Information supplied>
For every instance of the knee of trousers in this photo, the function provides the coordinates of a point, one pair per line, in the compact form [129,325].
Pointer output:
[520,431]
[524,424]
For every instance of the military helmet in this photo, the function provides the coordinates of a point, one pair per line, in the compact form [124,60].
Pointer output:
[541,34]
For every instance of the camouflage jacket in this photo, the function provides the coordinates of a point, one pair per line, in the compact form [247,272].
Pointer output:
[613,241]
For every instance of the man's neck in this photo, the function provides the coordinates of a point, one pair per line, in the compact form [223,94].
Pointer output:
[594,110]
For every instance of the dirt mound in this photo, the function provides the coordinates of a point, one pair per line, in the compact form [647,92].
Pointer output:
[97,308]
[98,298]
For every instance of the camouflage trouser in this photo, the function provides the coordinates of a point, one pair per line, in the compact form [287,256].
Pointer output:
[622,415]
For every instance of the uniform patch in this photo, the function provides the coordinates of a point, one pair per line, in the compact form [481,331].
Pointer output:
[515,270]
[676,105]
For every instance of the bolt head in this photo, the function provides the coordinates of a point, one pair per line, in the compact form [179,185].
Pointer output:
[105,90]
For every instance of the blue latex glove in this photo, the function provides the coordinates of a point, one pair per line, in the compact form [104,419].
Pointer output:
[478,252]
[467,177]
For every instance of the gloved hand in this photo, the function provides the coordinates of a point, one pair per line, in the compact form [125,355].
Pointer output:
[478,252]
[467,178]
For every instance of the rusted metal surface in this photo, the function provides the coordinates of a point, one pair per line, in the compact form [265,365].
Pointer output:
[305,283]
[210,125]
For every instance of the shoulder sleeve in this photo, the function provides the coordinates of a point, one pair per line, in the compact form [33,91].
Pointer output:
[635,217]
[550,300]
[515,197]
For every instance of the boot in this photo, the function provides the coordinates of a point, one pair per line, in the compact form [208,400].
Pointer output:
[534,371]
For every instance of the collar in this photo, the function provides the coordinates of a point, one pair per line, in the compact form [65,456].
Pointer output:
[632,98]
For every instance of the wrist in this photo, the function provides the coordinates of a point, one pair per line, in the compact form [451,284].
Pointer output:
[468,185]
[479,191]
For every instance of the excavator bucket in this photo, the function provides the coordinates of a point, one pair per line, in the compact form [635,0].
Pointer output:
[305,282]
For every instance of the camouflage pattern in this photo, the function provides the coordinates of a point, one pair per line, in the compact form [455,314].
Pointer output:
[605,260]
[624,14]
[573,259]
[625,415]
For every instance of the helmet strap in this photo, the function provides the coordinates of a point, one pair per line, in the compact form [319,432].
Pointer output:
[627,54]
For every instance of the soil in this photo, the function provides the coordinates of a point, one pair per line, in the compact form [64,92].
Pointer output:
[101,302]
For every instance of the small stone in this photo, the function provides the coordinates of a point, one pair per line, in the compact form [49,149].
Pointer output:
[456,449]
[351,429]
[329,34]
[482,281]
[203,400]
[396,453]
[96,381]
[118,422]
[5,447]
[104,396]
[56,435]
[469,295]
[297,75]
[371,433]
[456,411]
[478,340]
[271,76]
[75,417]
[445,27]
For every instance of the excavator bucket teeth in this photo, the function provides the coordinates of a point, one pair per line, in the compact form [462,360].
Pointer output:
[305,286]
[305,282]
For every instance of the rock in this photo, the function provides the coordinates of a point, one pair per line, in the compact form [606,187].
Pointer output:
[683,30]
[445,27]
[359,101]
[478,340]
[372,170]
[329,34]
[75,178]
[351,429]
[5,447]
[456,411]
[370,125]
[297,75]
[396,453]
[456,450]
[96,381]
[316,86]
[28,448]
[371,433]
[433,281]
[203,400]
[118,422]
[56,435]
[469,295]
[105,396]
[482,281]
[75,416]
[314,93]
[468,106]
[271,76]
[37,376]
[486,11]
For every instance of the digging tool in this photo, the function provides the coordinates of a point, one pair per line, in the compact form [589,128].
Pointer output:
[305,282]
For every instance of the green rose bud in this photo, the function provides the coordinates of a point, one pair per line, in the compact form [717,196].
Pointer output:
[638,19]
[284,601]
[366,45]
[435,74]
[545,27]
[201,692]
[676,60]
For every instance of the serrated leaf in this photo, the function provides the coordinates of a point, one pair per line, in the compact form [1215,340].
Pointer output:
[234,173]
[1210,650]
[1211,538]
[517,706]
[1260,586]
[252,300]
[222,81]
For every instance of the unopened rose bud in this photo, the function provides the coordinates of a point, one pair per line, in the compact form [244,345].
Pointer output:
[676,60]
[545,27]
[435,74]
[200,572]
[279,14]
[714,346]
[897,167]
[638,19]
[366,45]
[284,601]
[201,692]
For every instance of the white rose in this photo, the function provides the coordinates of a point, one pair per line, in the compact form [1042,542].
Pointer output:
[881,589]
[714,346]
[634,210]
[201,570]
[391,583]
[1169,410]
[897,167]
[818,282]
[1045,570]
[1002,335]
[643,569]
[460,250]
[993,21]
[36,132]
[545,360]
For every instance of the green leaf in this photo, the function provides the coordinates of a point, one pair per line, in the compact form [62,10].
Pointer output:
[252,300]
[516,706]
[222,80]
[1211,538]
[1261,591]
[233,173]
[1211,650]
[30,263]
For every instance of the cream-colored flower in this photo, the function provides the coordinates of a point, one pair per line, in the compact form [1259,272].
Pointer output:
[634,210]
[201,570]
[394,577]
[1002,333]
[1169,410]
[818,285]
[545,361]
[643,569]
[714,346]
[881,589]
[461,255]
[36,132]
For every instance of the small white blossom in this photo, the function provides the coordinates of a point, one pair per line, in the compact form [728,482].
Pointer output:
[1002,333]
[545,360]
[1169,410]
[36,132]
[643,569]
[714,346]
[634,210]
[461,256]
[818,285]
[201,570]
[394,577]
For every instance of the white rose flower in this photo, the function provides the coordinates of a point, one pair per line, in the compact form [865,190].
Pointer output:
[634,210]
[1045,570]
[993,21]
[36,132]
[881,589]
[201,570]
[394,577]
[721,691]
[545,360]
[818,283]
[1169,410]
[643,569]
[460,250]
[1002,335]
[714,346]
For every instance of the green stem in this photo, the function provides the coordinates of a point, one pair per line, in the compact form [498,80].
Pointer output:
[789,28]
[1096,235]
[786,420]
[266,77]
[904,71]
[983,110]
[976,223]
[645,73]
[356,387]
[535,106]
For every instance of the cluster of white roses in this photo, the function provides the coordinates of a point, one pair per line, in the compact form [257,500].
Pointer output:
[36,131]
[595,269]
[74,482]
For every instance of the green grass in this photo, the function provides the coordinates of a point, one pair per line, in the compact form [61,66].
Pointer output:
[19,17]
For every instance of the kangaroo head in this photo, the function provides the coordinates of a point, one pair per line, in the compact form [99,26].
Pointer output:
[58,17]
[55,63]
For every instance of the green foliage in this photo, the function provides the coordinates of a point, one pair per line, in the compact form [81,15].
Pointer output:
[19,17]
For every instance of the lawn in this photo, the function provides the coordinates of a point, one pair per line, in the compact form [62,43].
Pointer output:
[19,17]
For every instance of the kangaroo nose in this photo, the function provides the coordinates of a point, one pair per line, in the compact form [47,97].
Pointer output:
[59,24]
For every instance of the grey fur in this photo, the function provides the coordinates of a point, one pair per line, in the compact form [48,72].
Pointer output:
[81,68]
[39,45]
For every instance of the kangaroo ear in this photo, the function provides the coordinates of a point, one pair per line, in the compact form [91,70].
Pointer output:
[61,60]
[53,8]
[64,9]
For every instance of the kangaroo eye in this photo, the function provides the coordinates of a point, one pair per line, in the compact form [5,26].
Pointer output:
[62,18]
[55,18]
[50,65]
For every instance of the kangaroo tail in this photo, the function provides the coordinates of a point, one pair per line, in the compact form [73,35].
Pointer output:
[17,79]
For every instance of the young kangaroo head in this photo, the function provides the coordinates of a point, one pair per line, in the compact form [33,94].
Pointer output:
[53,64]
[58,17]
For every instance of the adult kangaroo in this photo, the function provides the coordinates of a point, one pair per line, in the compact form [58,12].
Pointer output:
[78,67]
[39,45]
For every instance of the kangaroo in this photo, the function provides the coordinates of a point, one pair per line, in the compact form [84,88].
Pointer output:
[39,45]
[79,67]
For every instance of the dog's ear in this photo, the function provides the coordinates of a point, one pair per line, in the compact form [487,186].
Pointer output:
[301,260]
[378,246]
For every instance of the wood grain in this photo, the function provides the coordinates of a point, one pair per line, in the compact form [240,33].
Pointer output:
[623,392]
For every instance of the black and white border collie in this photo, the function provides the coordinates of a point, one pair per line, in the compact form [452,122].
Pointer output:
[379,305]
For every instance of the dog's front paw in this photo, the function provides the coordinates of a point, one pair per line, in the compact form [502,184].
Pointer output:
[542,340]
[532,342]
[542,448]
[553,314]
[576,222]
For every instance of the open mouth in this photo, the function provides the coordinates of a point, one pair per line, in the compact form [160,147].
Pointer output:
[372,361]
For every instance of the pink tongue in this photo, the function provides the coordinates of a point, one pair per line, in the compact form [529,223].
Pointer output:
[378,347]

Work to do> Please reproduce the records above word for word, starting at the line that contains "For every instance of the kangaroo in" and ending at the final line of the records.

Response>
For every instance of the kangaroo in this photo, the function provides the coordinates of a point, one pair per line, in the compact form [84,88].
Pointer output:
[39,45]
[79,67]
For every instance of the dog's ear in this photo, the function provides the coordinates of a point, one pair per line, in the compact form [487,186].
Pointer output:
[301,260]
[378,246]
For every instance of the wood grain in this photo, the function provides the coordinates of a point, one pair per line, in the compact form [240,33].
Pointer output:
[623,392]
For every instance of the black and white border collie in this photo, the function provides the coordinates of a point, one pair per line, in the compact form [452,122].
Pointer output:
[379,305]
For every instance of the dog's front paw in this photo, the function provides the coordinates of a point, one pair per line, in the compact form [502,184].
Pointer output:
[542,340]
[532,342]
[542,448]
[553,314]
[576,222]
For every instance of the open mouth in this photo, the function provides the coordinates of a point, one pair per line, in the compact form [160,147].
Pointer output:
[372,361]
For every instance of the pink tongue in this photo, the function provides the coordinates of a point, one pair per line, in the compact form [529,223].
Pointer output:
[378,347]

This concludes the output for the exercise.